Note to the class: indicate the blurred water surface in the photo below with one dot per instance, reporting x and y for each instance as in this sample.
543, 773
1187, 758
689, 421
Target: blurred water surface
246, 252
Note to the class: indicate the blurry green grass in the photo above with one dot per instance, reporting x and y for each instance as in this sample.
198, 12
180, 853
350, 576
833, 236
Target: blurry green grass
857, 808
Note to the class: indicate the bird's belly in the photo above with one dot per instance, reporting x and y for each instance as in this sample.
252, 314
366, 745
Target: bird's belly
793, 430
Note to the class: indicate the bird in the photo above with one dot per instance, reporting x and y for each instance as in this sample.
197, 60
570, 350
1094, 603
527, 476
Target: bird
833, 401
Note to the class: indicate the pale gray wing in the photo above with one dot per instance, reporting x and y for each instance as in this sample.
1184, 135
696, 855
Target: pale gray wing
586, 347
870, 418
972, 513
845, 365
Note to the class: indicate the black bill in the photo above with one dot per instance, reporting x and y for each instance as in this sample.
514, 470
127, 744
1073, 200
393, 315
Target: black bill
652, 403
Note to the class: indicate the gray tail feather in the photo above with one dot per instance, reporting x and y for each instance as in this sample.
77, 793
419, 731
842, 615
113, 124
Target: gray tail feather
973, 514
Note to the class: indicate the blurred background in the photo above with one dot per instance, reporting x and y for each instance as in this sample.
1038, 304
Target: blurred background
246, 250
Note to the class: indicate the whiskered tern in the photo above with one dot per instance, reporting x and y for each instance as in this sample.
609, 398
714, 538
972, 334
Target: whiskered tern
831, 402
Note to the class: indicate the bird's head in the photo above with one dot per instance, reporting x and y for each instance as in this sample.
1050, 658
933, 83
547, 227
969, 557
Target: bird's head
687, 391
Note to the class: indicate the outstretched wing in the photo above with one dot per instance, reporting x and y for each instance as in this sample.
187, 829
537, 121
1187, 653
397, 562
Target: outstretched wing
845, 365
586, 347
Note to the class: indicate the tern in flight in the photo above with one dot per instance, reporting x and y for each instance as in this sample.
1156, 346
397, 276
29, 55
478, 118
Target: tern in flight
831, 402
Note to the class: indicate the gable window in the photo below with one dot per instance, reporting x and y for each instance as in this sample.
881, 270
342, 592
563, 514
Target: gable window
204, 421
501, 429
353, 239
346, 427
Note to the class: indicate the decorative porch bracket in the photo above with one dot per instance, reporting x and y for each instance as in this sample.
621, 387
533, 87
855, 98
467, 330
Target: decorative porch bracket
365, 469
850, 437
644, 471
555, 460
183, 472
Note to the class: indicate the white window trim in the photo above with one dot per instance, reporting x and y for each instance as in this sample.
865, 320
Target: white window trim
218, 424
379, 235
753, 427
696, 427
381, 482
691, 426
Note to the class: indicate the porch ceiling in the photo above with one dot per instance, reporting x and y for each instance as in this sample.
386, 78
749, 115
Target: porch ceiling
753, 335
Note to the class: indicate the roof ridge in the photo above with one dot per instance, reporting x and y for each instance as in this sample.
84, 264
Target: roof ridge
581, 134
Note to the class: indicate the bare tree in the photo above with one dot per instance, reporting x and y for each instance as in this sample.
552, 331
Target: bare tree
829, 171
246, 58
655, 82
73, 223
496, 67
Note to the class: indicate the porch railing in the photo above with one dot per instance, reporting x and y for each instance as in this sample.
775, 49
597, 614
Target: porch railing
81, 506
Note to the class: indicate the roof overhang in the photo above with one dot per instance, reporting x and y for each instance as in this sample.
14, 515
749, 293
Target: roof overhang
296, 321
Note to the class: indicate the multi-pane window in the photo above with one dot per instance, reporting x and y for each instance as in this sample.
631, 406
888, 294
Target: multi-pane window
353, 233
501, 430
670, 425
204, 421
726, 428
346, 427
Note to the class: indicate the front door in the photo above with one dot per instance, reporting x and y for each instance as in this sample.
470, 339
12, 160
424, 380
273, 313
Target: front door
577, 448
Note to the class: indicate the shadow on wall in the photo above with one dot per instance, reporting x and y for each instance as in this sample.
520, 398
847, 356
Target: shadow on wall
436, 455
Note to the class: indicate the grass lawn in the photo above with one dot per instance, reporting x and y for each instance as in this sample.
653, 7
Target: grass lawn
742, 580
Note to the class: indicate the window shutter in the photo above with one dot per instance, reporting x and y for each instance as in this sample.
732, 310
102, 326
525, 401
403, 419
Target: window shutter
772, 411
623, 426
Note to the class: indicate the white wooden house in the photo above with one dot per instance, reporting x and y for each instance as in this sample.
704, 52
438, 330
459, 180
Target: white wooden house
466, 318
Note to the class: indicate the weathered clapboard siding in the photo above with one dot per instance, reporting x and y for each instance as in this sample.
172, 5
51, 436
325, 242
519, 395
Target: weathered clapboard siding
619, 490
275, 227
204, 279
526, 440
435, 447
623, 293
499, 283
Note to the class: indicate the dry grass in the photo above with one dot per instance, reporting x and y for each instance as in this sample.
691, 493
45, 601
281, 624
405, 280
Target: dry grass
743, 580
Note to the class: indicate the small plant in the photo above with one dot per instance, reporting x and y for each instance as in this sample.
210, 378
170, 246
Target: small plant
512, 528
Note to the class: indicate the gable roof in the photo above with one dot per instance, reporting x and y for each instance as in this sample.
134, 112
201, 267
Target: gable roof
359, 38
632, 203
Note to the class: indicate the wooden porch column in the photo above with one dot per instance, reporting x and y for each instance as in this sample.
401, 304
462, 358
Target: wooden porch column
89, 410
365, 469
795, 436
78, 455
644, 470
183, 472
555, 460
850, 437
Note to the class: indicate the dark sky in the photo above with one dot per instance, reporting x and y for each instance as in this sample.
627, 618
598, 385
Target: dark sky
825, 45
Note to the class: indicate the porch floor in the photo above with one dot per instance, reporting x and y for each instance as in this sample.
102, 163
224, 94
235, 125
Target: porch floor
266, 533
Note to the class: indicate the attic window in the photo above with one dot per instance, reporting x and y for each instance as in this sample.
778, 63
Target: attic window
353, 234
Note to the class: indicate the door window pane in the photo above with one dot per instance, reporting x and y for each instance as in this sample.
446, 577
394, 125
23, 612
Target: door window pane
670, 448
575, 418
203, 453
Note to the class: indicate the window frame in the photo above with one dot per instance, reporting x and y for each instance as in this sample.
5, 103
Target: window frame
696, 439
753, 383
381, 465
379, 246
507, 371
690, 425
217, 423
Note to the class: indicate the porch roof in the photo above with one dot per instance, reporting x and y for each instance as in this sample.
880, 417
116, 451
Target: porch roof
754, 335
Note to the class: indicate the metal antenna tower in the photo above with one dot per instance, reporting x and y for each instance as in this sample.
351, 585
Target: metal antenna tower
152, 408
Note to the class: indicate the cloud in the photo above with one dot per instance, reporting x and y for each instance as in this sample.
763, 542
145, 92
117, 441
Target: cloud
- - - - -
▶ **EXERCISE DETAILS**
Restate each of the entries above verbatim.

▶ **THE RESULT**
Note to the class: indicate the blurred water surface in the photo below with one dot per instance, reporting x and y for each instance as in this sample.
543, 773
1187, 758
689, 421
Target: blurred water surface
246, 252
Note to the class: indicate the blurry green grass in the photo above with one dot per instance, reporting x and y for each instance as in this sample.
198, 12
180, 853
350, 576
833, 236
Target: blurry green grass
857, 808
Note to the class: indicate the bird's belly in the photo above with one dot per instance, reporting x and y for each instance as in this sample.
252, 314
366, 745
Target: bird's belly
793, 430
Note to the class: indicate the bird in the photo above with one dot per instance, reporting x and y for each instance as in this sample.
197, 60
570, 350
1094, 603
527, 476
Target: bird
833, 401
Note to the class: indicate the pale gray wing in the photo above with one dot per instance, reporting x and y for each instance as in this sample.
1184, 135
696, 855
Target: pale gray wing
586, 347
870, 418
972, 513
845, 365
Note to the class: indicate the black bill in the photo above with one dot per instance, reporting x and y for each instance as in this sample.
514, 470
127, 744
1073, 200
393, 315
Target: black bill
652, 403
Note to the class: indicate the gray tail feather in the photo above with one dot per instance, reporting x and y for each instance as in this sample.
77, 793
419, 731
842, 615
113, 124
Target: gray tail feather
973, 514
Note to the class: indicate the blurred background in the photo above with one dot per instance, reporting x and y for each instance as in this sample.
1038, 304
Target: blurred background
246, 250
Note to the class: indicate the whiskered tern in the photo above with one dot per instance, reporting x and y for each instance as in this sample.
609, 398
714, 538
972, 334
Target: whiskered tern
831, 402
Note to the class: indicate the bird's head in the photo above with one dot per instance, reporting x and y for each instance as in this sample.
1050, 658
933, 83
547, 227
969, 557
Target: bird's head
687, 391
Note to the class: indicate the outstretched wing in the photo above with one dot per instance, reporting x and y for each instance as in this sample.
187, 829
537, 121
1187, 653
397, 562
Target: outstretched wing
845, 365
586, 347
Note to the class: indicate the tern in flight in the photo above with one dot per instance, reporting x and y for each instance as in this sample.
1156, 346
397, 276
29, 55
478, 118
Target: tern in flight
831, 402
Note to the class: indicate the gable window in the photo below with one dot per instance, reporting x and y for each instance as in this sample.
881, 270
342, 592
563, 514
Target: gable window
204, 421
501, 429
353, 239
346, 427
Note to the class: indicate the decorative porch bracket in the photo above with one dot per instance, reporting x and y for each instance as in this sample.
621, 387
533, 87
855, 98
467, 330
Target: decorative porch bracket
365, 469
850, 437
644, 471
555, 460
183, 472
Note to the class: indicate the white window trim in the photo above with one dot per instance, reporting x and y for each instance as in this sample.
865, 320
Target: white window trim
218, 424
379, 235
753, 427
696, 427
381, 482
691, 426
Note to the class: indicate the porch ceiling in the photo above with one dot per instance, reporting x and y for each instance as in this sample.
386, 78
749, 115
Target: porch ceiling
753, 335
Note to the class: indicate the roof ridge in the photo above with one dot per instance, reporting x and y for each instance as in this sample.
84, 264
Target: roof ridge
581, 134
Note to the class: indicate the bare tree in the photo above with one dot per instance, reporting x and y for each instance as in this sample.
552, 331
Target: bare tree
829, 171
246, 58
655, 82
73, 223
496, 67
Note to the class: indicate the porch railing in the photo above with one dot per instance, reporting x and y for each instance as in this sample.
775, 49
597, 614
Target: porch railing
81, 506
Note to the class: indicate the roof overhang in the photo above with one dot per instance, reporting x and y for each instance as in this sample.
14, 515
749, 293
Target: roof overhang
296, 321
Note to the class: indicate the multi-pane window in the photo above with one dot per instance, reporting x and y for each instance as in this sample.
631, 406
888, 294
Target: multi-pane window
353, 233
501, 430
670, 425
204, 421
726, 428
346, 427
Note to the class: indicate the front door in the photo above with one dot per instance, reporting x and y for each instance as in this sample.
470, 339
12, 160
424, 380
273, 313
Target: front door
577, 448
Note to the class: indicate the shadow on wall in the photo above with one dot per instance, reporting x and y for each instance as in this sample.
520, 398
847, 356
Target: shadow on wall
436, 455
Note to the class: indicate the grass lawn in the photo above with one dot per instance, reporting x and y for each instance as in this sample.
653, 7
Target: grass lawn
742, 580
Note to the class: indicate the window shutter in the photo above with one dot per instance, reporting x and y for each instance as in this sample.
732, 310
102, 326
525, 401
403, 419
Target: window shutter
772, 411
623, 426
Note to the class: indicate the white wooden house in the photo above with one dot per instance, reporting x and y for each instance as in this sample.
704, 52
438, 330
459, 180
Target: white wooden house
466, 318
Note to the class: indicate the weathered clapboard siding in the photo above with one dot per instance, reporting x and y for each instance as in this sample.
172, 5
51, 436
325, 242
519, 395
Target: weathered clapboard siding
619, 490
275, 227
204, 279
526, 440
435, 447
623, 293
499, 283
Note to the class: indicate the dry grass in the photo above with one dot per instance, reporting x and y for each instance as in this sample.
691, 493
45, 601
281, 624
405, 280
Target: dry grass
743, 580
Note to the class: indicate the small plant in the photo above with one dot per instance, reporting x and y for each instance as in this sample.
210, 378
170, 246
Target: small plant
512, 528
Note to the class: indicate the gable roof in the photo above with one dot per instance, reporting x and y for each instance as in this sample.
134, 112
201, 267
Target: gable roof
359, 38
632, 203
Note to the class: indicate the wooden porch column in the photo above with one dot per instance, reporting x and y for each instance as in this sample.
401, 304
462, 358
Target: wooden porch column
89, 410
365, 469
795, 436
78, 455
644, 470
183, 472
555, 460
850, 437
Note to the class: indicate the dark sky in the photo above with one dot per instance, reporting x and y for each instance as in this sample.
627, 618
598, 385
Target: dark sky
825, 45
Note to the class: indicate the porch floor in the photo above with one dot per instance, reporting x and y for each instance as in this sample.
102, 163
224, 94
235, 125
Target: porch floor
266, 533
Note to the class: indicate the attic window in the photo above with one dot per instance, reporting x and y for each instance as in this sample.
778, 63
Target: attic window
353, 234
Note to the class: indicate the door window pane in the photo above with one dot per instance, reporting x and y for each instance as in this sample.
446, 577
394, 125
23, 612
Target: door window pane
670, 448
575, 418
203, 453
Note to the class: indicate the window frame in the photo above with one dot per instance, reporting x and y for each instance as in this sample.
5, 103
Target: window frame
696, 439
753, 383
381, 465
379, 246
507, 371
690, 425
217, 423
Note to the class: indicate the porch roof in the photo above with one dot per instance, reporting x and y for each instance as in this sample.
880, 417
116, 451
Target: porch roof
754, 335
Note to the class: indicate the metal antenna tower in the photo above with one dot per instance, reporting x and y for each instance as in this sample.
351, 585
Target: metal antenna tower
152, 408
Note to the class: indicate the cloud in the photo above with one dot per instance, reporting x and y for each instance as in this sample.
763, 542
145, 92
117, 441
Target: cloud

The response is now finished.